_What to produce:_ Exactly the line with "rough mask: <svg" and the lines that follow it, through the closing line of the entries, should be restated, with nothing left out or added.

*** Task material Section Begins ***

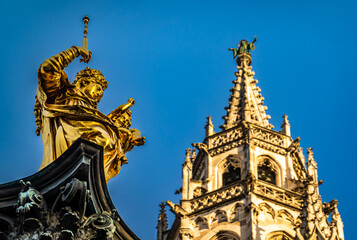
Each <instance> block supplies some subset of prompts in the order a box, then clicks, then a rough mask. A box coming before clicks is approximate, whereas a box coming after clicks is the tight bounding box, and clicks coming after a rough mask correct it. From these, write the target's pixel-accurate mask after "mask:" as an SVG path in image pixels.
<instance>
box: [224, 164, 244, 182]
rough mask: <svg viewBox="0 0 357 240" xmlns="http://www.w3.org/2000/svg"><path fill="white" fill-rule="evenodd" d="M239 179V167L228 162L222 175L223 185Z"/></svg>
mask: <svg viewBox="0 0 357 240" xmlns="http://www.w3.org/2000/svg"><path fill="white" fill-rule="evenodd" d="M239 180H241V171H240V168H239V167H236V166H233V165H232V164H229V166H228V167H227V168H226V170H225V171H224V173H223V175H222V182H223V186H226V185H229V184H231V183H234V182H236V181H239Z"/></svg>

*** Task material Section Ends ***

_Solution:_
rough mask: <svg viewBox="0 0 357 240" xmlns="http://www.w3.org/2000/svg"><path fill="white" fill-rule="evenodd" d="M239 179V167L228 162L222 175L223 185Z"/></svg>
mask: <svg viewBox="0 0 357 240" xmlns="http://www.w3.org/2000/svg"><path fill="white" fill-rule="evenodd" d="M239 180H241V171H240V168H239V167H236V166H233V165H232V164H229V166H228V167H227V168H226V170H225V171H224V173H223V175H222V182H223V186H226V185H229V184H231V183H234V182H236V181H239Z"/></svg>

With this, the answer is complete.